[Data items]
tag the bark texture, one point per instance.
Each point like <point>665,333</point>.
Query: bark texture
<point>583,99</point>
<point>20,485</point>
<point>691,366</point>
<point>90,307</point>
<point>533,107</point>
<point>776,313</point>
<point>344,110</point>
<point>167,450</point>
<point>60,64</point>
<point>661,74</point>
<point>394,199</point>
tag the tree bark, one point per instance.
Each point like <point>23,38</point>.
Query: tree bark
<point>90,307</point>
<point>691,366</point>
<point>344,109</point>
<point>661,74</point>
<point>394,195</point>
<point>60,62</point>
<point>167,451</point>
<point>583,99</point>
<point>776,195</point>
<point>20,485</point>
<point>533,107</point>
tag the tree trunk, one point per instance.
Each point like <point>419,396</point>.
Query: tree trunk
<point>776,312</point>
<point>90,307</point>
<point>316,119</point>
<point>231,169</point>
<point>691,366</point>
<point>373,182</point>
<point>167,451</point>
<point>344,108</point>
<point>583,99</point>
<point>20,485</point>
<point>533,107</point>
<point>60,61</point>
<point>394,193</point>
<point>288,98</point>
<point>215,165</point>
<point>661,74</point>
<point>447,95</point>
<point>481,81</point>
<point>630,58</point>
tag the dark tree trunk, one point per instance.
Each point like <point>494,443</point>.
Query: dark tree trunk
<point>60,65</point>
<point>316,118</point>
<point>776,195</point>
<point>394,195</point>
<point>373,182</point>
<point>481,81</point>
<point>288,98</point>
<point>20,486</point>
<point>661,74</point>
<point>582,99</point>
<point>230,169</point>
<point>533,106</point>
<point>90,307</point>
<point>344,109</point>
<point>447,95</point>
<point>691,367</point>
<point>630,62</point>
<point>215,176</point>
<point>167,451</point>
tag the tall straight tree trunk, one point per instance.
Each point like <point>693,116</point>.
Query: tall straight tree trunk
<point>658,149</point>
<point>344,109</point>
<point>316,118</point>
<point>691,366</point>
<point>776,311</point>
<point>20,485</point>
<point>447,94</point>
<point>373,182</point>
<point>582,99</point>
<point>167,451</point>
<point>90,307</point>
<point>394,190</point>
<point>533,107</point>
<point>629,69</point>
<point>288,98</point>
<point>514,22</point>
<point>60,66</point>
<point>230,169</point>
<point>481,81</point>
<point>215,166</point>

# Work to complete
Lines after the one containing "Each point like <point>419,396</point>." are not part of the task. Output the entries exactly from their first line through that one.

# Result of this task
tag the bark texture, one point per instance.
Each point like <point>665,333</point>.
Query: bark texture
<point>583,99</point>
<point>20,485</point>
<point>691,366</point>
<point>90,307</point>
<point>533,107</point>
<point>776,313</point>
<point>344,110</point>
<point>167,450</point>
<point>60,64</point>
<point>661,74</point>
<point>394,199</point>
tag the tree bark, one point per instance.
Each point like <point>23,38</point>.
Query: tree bark
<point>90,307</point>
<point>691,366</point>
<point>344,109</point>
<point>661,74</point>
<point>394,195</point>
<point>60,62</point>
<point>167,451</point>
<point>583,99</point>
<point>776,195</point>
<point>20,485</point>
<point>533,107</point>
tag the tree trunk, one point per instance.
Each point like <point>419,396</point>.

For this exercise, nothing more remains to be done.